:: Teks Kutipan ::

Dakwah dan Akademik.
“kalo hanya berdakwah semua pasti bisa, namun apakah kita bisa cinta dengan dakwah, Cinta itu butuh pengorbanan, waktu dan kerja keras”
(Ust.Rahmat Abdullah)
“Dakwah ialah proses menghimpunkan manusia di atas kebaikan dan membimbing mereka mengenali kebenaran dengan melaksanakan manhaj Allah di atas muka bumi secara lisan dan praktikal, menyeru mereka melaksanakan makruf dan mencegah kemungkaran, memandu dan memimpin mereka ke jalan lurus dan bersabar serta berpesan-pesan dengan kesabaran dalam melaksanakan tanggungjawab dakwah”
Dakwah adalah kewajiban setiap muslim, mengatakan hal yang baik itu baik, yang salah itu salah. Tiada pencampuran antara yang hak dan yang batil. Kita adalah bagian dari dakwah, seluruh apa-apa yang Allah karuniakan kepada kita adalah bagian dari dakwah, bagaimana kita berbicara, melihat, tersenyum berpakain, berjalan, adalah bagian dari dakwah. Dakwah tak terbatas hanya terbatas hanya di bibir saja, tak terbatas hanya sekedar ceramah, taujih, daurah, liqo’ah, mentoring, rapat dan sebagainya yang sering kita “identikkan” dengan tugas dakwah…
Ya itu dakwah, tapi bagian dari dakwah. Dakwah itu luas, tersenyum dakwah, menyapa itu dakwah, bicara yang baik itu dakwah, semua yang kita lakukan akan bernilai dakwah jika niatnya mengajak kepada kebaikan.
Termasuk pula dengan akademik. Ia juga adalah ladang dakwah yang harus kita semaikan biji-biji kebaikan dan perbaikan. Tak banyak memang kader yang bisa menggarap ladang ini dengan baik. Tapi tak begitu sedikit pula kader yang berhasil menyemai bahkan semaiannya kini telah tumbuh besar dan menghasil buah yang siap untuk dipanen.
Secara individu, seorang aktivis dakwah kampus harus tawazun, seimbang antara peran da'awi, peran siyasi, dan akademik. Artinya, seorang aktivis dakwah kampus harus memiliki kemampuan dakwah dan tarbiyah, kemampuan mengusung perubahan di masyarakat, tanpa mengurangi prestasi akademik. Bahkan kalau perlu justru meningkatkan prestasi akademik, karena sejatinya dakwah itu adalah teladan. Disatu sisi akademik adalah bagian dakwah kita kepada orangtua, dosen dan teman-teman yang ada disekitar kita. Seorang da’I yang baik secara akademik akan lebih mudah untuk menjadi teladan bagi mad’unya. Seorang mad’u yang telah bersimpatis kepada seorang da’I tentu akan mempermudah jalan sang da’I untuk berdakwah kepadanya.

:::
:: Entri Tersedia ::

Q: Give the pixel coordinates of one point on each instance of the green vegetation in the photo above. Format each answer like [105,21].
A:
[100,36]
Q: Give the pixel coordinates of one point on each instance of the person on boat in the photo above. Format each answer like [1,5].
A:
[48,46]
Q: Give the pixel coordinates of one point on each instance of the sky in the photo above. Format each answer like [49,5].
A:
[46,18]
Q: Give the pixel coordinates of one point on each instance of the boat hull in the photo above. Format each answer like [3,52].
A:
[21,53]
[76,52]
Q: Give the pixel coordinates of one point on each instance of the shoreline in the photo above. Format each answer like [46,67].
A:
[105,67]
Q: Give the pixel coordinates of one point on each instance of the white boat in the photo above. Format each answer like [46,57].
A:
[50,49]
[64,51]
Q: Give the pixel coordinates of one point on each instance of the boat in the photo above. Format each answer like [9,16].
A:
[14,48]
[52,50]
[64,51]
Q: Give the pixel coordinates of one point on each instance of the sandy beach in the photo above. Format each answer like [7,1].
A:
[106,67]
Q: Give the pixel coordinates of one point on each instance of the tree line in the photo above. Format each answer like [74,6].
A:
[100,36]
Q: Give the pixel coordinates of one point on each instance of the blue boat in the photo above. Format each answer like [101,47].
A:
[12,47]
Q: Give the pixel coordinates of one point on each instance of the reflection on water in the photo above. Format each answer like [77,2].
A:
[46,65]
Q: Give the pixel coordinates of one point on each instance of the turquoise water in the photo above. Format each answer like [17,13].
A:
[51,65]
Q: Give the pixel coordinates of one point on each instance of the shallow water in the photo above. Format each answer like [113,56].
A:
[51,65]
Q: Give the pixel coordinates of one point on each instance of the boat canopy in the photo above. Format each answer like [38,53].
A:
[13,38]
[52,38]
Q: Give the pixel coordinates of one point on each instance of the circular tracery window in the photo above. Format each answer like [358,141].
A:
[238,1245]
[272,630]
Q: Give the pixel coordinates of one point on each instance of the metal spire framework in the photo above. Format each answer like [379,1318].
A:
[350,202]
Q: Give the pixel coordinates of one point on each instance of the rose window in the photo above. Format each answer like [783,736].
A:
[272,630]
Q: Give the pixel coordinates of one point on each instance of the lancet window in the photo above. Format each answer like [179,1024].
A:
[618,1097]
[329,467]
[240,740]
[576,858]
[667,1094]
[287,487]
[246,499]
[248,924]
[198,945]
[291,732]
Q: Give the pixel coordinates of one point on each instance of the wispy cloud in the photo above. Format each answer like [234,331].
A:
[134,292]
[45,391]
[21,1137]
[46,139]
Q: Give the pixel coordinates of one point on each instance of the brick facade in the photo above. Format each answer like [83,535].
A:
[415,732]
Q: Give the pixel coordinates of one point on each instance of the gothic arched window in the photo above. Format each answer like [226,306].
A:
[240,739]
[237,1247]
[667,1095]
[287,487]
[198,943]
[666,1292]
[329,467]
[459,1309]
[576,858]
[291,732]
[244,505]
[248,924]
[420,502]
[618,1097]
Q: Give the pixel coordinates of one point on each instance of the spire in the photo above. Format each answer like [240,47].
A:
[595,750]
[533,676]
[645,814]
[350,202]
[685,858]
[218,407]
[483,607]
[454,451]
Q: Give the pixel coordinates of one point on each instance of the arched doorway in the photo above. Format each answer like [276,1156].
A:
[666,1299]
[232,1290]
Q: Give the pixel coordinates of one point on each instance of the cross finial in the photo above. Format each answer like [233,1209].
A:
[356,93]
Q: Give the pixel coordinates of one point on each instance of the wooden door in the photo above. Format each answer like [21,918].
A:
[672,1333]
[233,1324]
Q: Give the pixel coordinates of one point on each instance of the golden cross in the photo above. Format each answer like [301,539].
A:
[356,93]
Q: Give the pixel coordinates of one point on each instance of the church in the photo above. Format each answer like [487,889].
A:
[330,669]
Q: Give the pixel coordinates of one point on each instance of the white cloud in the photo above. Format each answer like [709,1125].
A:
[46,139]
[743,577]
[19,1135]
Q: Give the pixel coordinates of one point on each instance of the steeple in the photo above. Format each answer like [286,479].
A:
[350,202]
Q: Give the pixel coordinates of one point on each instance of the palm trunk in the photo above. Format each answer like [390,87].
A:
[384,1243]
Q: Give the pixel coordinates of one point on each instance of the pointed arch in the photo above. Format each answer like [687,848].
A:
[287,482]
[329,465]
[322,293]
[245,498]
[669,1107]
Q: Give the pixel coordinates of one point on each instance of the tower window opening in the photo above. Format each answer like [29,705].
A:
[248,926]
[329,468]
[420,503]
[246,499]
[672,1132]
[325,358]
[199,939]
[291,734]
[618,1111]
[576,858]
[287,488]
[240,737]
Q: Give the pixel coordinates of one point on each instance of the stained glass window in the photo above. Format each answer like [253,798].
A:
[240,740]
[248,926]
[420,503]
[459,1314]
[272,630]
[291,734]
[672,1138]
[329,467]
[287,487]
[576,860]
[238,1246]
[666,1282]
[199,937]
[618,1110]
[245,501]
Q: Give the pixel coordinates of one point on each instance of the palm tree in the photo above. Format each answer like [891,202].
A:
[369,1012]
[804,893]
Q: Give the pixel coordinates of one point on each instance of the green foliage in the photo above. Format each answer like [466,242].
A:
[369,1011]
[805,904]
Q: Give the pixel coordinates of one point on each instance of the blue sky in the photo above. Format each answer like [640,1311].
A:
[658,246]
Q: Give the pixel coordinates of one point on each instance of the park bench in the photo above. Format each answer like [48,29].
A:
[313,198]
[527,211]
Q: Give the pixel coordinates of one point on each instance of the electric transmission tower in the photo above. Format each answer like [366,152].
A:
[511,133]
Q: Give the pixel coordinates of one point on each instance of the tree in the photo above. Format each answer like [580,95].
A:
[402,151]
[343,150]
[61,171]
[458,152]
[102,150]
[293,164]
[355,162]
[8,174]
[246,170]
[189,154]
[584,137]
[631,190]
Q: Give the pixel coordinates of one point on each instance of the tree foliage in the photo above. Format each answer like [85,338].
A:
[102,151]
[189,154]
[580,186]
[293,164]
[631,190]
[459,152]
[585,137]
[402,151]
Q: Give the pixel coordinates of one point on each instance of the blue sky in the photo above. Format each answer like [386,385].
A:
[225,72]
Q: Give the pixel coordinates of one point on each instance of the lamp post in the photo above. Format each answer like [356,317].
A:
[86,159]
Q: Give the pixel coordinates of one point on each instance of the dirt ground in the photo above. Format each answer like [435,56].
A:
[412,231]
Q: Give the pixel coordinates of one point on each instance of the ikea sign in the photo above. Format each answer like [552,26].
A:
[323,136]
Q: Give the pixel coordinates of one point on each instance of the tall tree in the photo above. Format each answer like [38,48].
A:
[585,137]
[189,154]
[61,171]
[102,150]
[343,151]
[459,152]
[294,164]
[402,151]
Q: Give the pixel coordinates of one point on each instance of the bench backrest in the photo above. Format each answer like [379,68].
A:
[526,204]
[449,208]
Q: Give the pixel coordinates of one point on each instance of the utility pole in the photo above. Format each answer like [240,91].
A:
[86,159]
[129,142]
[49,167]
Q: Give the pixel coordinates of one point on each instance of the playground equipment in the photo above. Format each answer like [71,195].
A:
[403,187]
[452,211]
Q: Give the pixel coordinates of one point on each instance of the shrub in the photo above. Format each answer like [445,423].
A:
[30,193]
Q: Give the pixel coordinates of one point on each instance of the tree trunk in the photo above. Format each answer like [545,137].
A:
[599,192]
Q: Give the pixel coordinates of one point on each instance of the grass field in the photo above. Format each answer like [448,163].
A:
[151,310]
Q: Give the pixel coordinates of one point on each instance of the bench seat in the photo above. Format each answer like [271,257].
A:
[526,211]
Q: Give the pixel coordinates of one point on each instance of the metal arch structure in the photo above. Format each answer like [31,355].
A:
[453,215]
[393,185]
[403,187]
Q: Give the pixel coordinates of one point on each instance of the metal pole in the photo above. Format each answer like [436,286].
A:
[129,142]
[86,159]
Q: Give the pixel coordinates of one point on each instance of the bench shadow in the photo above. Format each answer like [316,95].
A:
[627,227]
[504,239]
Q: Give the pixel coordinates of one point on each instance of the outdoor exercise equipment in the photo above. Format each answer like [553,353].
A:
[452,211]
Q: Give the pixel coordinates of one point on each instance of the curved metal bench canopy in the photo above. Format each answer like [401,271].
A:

:::

Rumusan Soal 1
Ulangi kata demi kata bagian teks tentang dakwah dan akademik yang dimulai dengan "Dakwah adalah kewajiban" dan berlanjut hingga "mengajak kepada kebaikan.".
Rumusan Soal 2
Ubah paragraf dalam teks tentang dakwah dan akademik yang diawali "Secara individu, seorang aktivis dakwah kampus" menjadi daftar poin tanpa menghilangkan fakta utamanya.
Kerjakan hanya berdasarkan teks kutipan.

Jawaban Tugas 1
Dakwah adalah kewajiban setiap muslim, mengatakan hal yang baik itu baik, yang salah itu salah. Tiada pencampuran antara yang hak dan yang batil. Kita adalah bagian dari dakwah, seluruh apa-apa yang Allah karuniakan kepada kita adalah bagian dari dakwah, bagaimana kita berbicara, melihat, tersenyum berpakain, berjalan, adalah bagian dari dakwah. Dakwah tak terbatas hanya terbatas hanya di bibir saja, tak terbatas hanya sekedar ceramah, taujih, daurah, liqo’ah, mentoring, rapat dan sebagainya yang sering kita “identikkan” dengan tugas dakwah…
Ya itu dakwah, tapi bagian dari dakwah. Dakwah itu luas, tersenyum dakwah, menyapa itu dakwah, bicara yang baik itu dakwah, semua yang kita lakukan akan bernilai dakwah jika niatnya mengajak kepada kebaikan.

Jawaban Tugas 2
- Aktivis dakwah kampus harus tawazun, yaitu seimbang antara peran da'awi, peran siyasi, dan akademik.
- Ia harus mampu berdakwah dan melakukan tarbiyah serta mengusung perubahan di masyarakat tanpa mengurangi prestasi akademik.
- Bila perlu, prestasi akademik justru ditingkatkan karena dakwah sejatinya adalah teladan.
- Akademik merupakan bagian dakwah kepada orang tua, dosen, dan teman di sekitar.
- Da'i yang baik secara akademik lebih mudah menjadi teladan bagi mad'unya.
- Mad'u yang sudah bersimpati kepada seorang da'i akan mempermudah da'i itu berdakwah kepadanya.